_EXERCISE_
Say how many of the lines below include the word "aircraft", and write nothing else.

|---|

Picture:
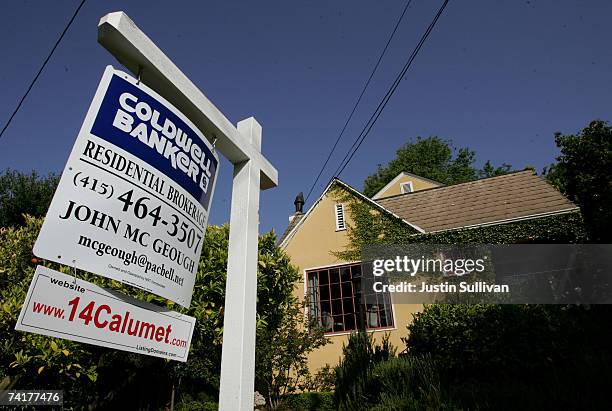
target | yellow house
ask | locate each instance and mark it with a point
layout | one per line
(425, 205)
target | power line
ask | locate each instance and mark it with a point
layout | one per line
(367, 83)
(41, 68)
(381, 106)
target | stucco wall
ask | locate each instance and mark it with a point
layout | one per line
(310, 248)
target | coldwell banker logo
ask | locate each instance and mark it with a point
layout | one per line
(134, 121)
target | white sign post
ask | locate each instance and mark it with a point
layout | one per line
(252, 172)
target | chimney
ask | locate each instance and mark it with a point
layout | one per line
(299, 206)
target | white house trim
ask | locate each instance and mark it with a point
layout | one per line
(397, 178)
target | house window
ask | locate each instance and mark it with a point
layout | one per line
(406, 187)
(340, 222)
(334, 301)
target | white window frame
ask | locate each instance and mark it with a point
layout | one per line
(409, 184)
(340, 217)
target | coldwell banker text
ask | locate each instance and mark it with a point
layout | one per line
(144, 123)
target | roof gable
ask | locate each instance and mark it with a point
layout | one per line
(294, 226)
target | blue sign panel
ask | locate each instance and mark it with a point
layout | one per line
(138, 123)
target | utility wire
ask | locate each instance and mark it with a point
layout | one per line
(41, 68)
(367, 83)
(381, 106)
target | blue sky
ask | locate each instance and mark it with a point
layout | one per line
(498, 77)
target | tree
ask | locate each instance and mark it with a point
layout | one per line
(282, 354)
(582, 173)
(24, 194)
(432, 158)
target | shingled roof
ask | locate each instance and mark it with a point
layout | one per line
(510, 197)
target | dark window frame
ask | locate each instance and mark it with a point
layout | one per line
(337, 280)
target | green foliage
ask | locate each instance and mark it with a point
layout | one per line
(282, 362)
(432, 158)
(407, 383)
(309, 401)
(582, 173)
(24, 194)
(353, 373)
(105, 378)
(370, 377)
(518, 356)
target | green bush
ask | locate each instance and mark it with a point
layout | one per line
(22, 193)
(518, 356)
(353, 374)
(308, 401)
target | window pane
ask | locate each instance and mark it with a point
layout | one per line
(335, 290)
(338, 323)
(324, 294)
(347, 305)
(356, 270)
(372, 316)
(349, 322)
(323, 277)
(325, 307)
(336, 307)
(345, 274)
(327, 322)
(347, 290)
(334, 275)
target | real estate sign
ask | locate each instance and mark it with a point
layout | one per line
(133, 200)
(62, 306)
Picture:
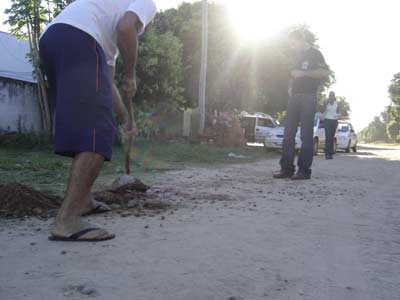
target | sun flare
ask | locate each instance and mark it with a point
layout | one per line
(256, 20)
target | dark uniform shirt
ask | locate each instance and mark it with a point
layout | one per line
(308, 60)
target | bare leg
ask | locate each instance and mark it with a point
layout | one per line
(92, 204)
(84, 171)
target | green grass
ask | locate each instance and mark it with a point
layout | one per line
(46, 171)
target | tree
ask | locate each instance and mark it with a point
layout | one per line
(393, 131)
(159, 73)
(394, 93)
(376, 131)
(27, 19)
(203, 67)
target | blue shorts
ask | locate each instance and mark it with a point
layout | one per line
(80, 82)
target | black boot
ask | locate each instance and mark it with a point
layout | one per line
(282, 174)
(301, 176)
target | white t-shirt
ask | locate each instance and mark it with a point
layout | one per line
(331, 111)
(99, 18)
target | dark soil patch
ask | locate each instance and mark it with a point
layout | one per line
(17, 200)
(133, 200)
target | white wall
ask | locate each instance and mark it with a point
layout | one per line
(19, 107)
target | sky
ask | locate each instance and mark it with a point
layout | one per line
(359, 39)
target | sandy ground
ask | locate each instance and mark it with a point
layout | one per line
(237, 235)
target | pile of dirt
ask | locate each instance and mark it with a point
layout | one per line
(135, 200)
(17, 200)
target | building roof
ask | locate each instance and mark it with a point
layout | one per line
(14, 63)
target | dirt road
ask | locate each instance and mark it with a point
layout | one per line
(237, 234)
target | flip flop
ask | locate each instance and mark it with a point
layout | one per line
(76, 237)
(99, 209)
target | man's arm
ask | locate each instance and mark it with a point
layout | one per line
(119, 106)
(127, 41)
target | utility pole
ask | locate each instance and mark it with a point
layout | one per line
(203, 69)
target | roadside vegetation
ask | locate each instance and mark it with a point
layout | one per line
(41, 169)
(386, 127)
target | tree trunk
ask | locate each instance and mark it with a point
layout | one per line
(203, 71)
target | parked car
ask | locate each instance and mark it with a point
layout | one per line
(257, 126)
(347, 137)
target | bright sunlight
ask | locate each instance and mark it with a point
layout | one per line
(257, 20)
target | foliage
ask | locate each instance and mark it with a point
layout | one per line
(241, 77)
(394, 92)
(42, 170)
(27, 19)
(376, 131)
(393, 131)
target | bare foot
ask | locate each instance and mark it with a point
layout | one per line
(78, 230)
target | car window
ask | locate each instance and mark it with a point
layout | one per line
(266, 123)
(248, 122)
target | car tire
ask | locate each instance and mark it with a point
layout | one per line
(316, 146)
(347, 150)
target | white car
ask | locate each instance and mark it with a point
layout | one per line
(319, 136)
(257, 126)
(275, 137)
(347, 137)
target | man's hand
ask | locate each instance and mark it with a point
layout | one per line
(128, 126)
(129, 87)
(298, 73)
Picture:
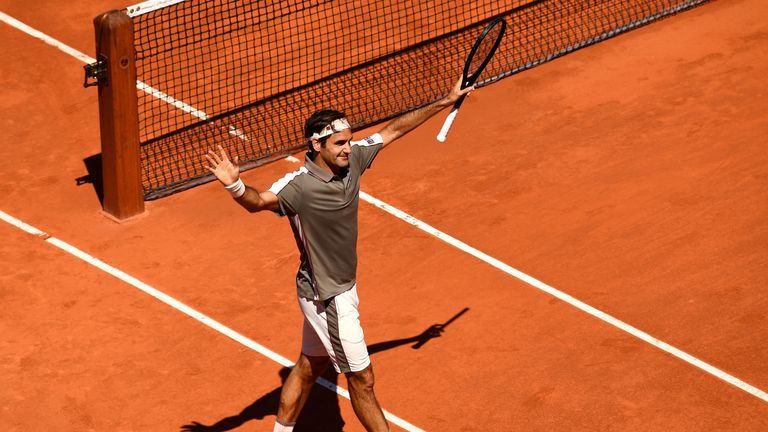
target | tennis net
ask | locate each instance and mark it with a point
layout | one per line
(246, 74)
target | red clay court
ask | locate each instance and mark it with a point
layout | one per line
(630, 176)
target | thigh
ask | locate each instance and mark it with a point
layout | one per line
(335, 324)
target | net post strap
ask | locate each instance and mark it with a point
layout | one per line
(123, 196)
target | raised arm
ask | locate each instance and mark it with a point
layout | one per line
(228, 173)
(409, 121)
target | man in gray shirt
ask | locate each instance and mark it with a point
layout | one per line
(321, 200)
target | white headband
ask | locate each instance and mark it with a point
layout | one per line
(337, 125)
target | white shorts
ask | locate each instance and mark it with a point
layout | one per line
(332, 328)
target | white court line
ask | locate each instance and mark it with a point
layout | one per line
(754, 391)
(520, 275)
(183, 308)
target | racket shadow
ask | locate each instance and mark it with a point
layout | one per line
(321, 412)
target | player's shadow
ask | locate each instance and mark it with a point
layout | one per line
(321, 412)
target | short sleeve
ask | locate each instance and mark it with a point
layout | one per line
(365, 151)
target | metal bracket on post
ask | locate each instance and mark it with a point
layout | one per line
(114, 73)
(96, 71)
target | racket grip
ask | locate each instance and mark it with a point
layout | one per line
(447, 124)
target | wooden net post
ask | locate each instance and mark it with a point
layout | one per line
(118, 116)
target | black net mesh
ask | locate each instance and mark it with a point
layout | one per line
(246, 74)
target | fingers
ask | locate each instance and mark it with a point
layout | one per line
(217, 159)
(223, 153)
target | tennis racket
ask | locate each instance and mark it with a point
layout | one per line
(478, 58)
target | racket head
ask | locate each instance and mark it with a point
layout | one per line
(482, 51)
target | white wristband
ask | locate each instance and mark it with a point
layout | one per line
(237, 189)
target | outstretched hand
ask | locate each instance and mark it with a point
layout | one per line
(457, 91)
(226, 170)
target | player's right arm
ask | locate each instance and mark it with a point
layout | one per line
(228, 173)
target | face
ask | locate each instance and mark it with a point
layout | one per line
(335, 153)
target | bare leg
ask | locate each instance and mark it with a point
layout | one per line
(364, 400)
(297, 386)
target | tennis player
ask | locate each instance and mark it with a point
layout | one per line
(320, 200)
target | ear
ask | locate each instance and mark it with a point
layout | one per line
(316, 145)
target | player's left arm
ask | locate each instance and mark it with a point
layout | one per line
(409, 121)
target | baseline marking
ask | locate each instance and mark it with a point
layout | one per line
(442, 236)
(186, 310)
(530, 280)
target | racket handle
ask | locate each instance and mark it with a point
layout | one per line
(449, 120)
(447, 125)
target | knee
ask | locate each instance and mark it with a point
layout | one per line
(310, 367)
(362, 380)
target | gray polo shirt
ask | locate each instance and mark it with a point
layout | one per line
(322, 209)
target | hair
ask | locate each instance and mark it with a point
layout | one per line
(316, 122)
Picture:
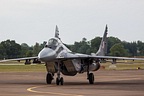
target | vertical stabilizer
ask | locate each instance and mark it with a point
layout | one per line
(57, 32)
(103, 46)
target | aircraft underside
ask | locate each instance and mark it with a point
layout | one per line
(70, 68)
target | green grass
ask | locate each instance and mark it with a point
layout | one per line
(123, 66)
(22, 68)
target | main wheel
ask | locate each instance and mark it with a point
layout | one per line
(49, 78)
(91, 78)
(59, 81)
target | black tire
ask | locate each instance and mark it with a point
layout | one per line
(49, 78)
(91, 78)
(61, 80)
(57, 81)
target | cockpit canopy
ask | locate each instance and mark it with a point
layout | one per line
(52, 43)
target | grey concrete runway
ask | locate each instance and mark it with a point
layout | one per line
(107, 83)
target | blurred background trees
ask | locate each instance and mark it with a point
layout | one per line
(115, 47)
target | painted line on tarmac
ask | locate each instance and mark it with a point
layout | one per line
(32, 89)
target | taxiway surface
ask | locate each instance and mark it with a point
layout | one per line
(107, 83)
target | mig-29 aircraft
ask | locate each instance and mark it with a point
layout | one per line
(59, 59)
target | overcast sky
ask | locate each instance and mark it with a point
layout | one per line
(31, 21)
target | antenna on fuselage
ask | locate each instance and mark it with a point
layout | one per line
(57, 32)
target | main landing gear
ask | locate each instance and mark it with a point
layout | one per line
(91, 78)
(59, 80)
(49, 78)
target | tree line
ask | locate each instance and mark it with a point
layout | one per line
(115, 47)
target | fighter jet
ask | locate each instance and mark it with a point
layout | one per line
(60, 60)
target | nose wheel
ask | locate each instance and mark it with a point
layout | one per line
(91, 78)
(59, 81)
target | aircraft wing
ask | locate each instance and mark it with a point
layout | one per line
(28, 59)
(84, 56)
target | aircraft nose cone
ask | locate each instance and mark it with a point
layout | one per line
(46, 54)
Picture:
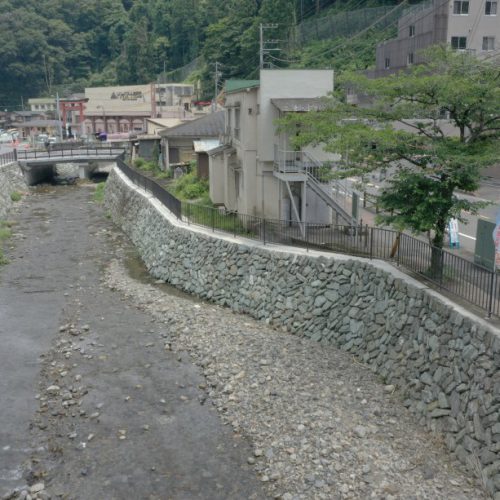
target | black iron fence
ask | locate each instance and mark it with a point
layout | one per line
(471, 282)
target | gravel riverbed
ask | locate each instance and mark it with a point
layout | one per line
(322, 425)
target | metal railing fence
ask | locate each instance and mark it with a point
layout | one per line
(150, 185)
(471, 282)
(9, 157)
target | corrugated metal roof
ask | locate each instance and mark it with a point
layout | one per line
(300, 104)
(211, 125)
(237, 85)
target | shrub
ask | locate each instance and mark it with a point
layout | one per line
(99, 192)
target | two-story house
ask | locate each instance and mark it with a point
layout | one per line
(256, 171)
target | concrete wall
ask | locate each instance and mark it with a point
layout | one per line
(443, 361)
(11, 179)
(475, 25)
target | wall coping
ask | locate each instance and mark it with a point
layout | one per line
(295, 251)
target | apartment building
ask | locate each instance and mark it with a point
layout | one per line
(472, 25)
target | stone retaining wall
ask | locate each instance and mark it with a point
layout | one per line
(11, 179)
(443, 362)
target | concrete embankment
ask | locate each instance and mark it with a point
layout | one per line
(443, 361)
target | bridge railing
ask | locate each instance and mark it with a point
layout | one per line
(90, 151)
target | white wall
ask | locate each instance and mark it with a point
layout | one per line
(286, 83)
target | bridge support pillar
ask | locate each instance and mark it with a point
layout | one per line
(85, 170)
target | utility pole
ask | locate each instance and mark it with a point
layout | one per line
(217, 76)
(264, 44)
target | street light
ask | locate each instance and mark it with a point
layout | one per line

|---|

_RESPONSE TO THIS TASK_
4